Region pointing data
= = = = =

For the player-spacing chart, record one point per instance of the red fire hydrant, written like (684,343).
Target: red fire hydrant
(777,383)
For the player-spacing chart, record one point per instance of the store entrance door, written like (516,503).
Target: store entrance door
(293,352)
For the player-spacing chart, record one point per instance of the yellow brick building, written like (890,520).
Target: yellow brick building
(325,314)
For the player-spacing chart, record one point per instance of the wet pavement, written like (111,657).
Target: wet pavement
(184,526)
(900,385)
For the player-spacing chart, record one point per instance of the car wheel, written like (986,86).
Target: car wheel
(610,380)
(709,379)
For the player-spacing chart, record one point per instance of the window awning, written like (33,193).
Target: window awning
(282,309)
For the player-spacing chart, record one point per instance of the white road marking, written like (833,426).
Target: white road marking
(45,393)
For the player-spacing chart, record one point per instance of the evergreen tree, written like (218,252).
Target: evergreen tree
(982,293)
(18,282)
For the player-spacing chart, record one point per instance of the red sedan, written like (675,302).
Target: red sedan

= = = = =

Reproduce exactly the lines from the one with "Target: car wheel" through the last line of the entries, keeping both of those lines and nothing else.

Target: car wheel
(610,380)
(709,379)
For the player-spacing chart, record one point per instance of the window awning, written like (33,193).
Target: window awning
(282,309)
For the player-spacing chart, record one point per instance of the white road marking, written like (833,426).
Target: white road marking
(45,393)
For the player-spacing chart, record one point per instance of the evergreen tree, written like (218,252).
Target: evergreen tree
(982,293)
(18,282)
For the player-spacing chart, record one point per instance of the red sedan, written like (675,302).
Target: red sedan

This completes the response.